Stored data:
####################
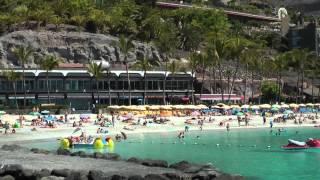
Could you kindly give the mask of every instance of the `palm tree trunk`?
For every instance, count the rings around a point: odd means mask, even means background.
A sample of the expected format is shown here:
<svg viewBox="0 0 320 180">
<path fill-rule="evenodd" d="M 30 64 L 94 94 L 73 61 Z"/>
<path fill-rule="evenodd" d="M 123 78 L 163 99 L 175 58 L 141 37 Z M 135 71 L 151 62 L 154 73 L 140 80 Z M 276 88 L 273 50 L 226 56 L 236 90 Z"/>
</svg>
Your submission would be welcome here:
####################
# Instructions to follow
Once you have counted the lines of the records holding the string "rule", state that number with no other words.

# Response to the task
2